** BEGIN Text **

We sometimes get the impression that our colleagues and friends are constantly fighting the consequences of their own policies, throw all their effort into addressing the risks they themselves have created, and pay an ever-greater price.

Colleagues, this period of unipolar domination has convincingly demonstrated that having only one power centre does not make global processes more manageable. On the contrary, this kind of unstable construction has shown its inability to fight the real threats such as regional conflicts, terrorism, drug trafficking, religious fanaticism, chauvinism and neo-Nazism. At the same time, it has opened the road wide for inflated national pride, manipulating public opinion and letting the strong bully and suppress the weak.

Essentially, the unipolar world is simply a means of justifying dictatorship over people and countries. The unipolar world turned out too uncomfortable, heavy and unmanageable a burden even for the self-proclaimed leader. Comments along this line were made here just before and I fully agree with this. This is why we see attempts at this new historic stage to recreate a semblance of a quasi-bipolar world as a convenient model for perpetuating American leadership. It does not matter who takes the place of the centre of evil in American propaganda, the USSR’s old place as the main adversary. It could be Iran, as a country seeking to acquire nuclear technology, China, as the world’s biggest economy, or Russia, as a nuclear superpower.

** END Text **
** BEGIN Information supplied **

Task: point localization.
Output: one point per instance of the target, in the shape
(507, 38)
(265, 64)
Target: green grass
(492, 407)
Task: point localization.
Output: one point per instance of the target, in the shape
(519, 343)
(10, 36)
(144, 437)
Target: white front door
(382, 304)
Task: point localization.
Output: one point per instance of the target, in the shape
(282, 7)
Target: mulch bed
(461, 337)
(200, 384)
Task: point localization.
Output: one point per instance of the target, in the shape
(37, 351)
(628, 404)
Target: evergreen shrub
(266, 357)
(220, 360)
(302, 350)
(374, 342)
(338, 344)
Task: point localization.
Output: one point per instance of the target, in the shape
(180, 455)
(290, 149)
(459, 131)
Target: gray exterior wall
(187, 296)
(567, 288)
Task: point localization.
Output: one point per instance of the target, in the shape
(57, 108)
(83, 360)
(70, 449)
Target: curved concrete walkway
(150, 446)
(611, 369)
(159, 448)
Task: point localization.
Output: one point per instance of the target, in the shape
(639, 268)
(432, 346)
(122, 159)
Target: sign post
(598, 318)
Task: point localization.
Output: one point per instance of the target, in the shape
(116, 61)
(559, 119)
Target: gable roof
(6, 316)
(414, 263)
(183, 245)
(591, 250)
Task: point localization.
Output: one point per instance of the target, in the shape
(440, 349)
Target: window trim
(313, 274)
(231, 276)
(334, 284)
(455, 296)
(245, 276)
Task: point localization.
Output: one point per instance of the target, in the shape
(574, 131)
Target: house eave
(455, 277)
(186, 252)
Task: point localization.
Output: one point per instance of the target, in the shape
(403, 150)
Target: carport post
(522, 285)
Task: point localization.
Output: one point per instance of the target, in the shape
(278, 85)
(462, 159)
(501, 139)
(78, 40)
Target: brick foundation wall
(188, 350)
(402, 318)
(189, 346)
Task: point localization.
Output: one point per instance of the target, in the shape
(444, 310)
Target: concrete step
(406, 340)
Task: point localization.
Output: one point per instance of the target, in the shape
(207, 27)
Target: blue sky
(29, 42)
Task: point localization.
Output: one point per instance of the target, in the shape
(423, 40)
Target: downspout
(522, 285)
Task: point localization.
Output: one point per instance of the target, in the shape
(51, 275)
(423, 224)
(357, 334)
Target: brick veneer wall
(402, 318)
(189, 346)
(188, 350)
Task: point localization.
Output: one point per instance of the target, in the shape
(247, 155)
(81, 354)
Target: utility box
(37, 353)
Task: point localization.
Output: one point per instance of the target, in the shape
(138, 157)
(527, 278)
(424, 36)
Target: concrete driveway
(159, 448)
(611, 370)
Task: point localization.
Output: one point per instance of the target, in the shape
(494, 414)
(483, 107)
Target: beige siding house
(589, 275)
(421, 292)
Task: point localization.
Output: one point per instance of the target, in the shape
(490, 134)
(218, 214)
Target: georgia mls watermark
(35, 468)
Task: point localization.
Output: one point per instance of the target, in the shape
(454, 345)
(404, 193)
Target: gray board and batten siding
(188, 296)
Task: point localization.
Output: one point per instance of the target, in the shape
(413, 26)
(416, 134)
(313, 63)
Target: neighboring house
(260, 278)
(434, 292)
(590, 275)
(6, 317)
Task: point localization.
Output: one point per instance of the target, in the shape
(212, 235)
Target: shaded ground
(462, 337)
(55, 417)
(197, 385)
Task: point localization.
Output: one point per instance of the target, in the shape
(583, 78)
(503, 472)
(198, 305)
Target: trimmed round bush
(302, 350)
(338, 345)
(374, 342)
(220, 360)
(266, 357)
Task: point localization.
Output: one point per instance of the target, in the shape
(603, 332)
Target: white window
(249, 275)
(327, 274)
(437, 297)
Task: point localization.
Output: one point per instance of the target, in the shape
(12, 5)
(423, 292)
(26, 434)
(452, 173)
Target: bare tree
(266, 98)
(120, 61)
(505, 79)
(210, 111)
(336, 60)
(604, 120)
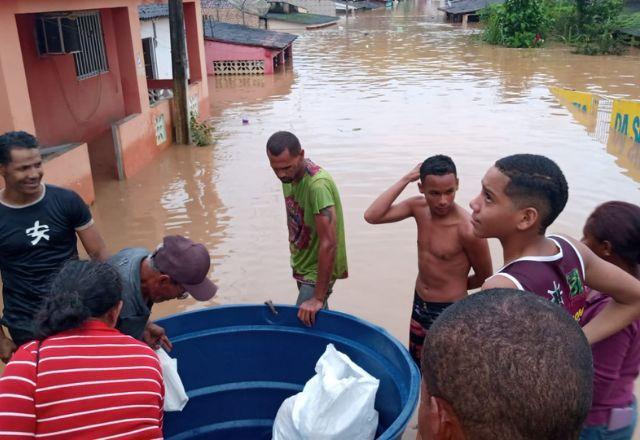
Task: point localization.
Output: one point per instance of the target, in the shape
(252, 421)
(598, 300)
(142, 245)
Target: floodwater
(369, 99)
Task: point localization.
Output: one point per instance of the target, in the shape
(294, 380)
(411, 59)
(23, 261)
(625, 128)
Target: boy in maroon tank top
(521, 196)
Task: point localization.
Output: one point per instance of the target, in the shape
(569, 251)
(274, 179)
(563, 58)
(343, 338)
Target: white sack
(175, 397)
(336, 403)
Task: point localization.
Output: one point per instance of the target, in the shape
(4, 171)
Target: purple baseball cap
(186, 263)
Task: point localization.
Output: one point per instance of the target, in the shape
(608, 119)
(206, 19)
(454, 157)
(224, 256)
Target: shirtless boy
(447, 247)
(521, 196)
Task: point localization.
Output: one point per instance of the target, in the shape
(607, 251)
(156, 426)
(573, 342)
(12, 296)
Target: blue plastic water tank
(238, 364)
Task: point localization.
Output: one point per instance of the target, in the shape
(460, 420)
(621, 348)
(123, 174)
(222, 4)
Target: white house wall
(162, 46)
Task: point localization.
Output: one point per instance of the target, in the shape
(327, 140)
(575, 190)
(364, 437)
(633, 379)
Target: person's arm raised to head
(477, 250)
(623, 289)
(93, 243)
(383, 210)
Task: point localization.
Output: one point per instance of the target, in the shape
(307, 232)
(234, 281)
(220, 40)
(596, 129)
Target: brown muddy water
(369, 99)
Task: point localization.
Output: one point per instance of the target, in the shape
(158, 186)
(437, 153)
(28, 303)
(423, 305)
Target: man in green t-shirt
(314, 218)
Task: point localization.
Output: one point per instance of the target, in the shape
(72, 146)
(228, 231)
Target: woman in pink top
(612, 231)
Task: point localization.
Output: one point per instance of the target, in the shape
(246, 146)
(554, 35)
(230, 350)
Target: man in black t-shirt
(38, 227)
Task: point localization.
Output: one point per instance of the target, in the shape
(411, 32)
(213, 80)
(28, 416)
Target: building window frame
(92, 59)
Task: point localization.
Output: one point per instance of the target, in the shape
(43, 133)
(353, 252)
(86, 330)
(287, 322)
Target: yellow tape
(625, 118)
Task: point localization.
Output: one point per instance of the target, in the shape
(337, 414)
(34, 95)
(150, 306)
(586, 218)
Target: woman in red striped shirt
(82, 378)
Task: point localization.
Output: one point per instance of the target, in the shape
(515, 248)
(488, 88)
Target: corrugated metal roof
(238, 34)
(300, 18)
(153, 10)
(467, 6)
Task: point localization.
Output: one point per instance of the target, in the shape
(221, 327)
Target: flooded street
(369, 99)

** END Information supplied **

[Given instruction] Copy out everything in the text on the unipolar world from "Colleagues, this period" down to "suppress the weak.", substituting "local conflicts" for "regional conflicts".

[Task response]
Colleagues, this period of unipolar domination has convincingly demonstrated that having only one power centre does not make global processes more manageable. On the contrary, this kind of unstable construction has shown its inability to fight the real threats such as local conflicts, terrorism, drug trafficking, religious fanaticism, chauvinism and neo-Nazism. At the same time, it has opened the road wide for inflated national pride, manipulating public opinion and letting the strong bully and suppress the weak.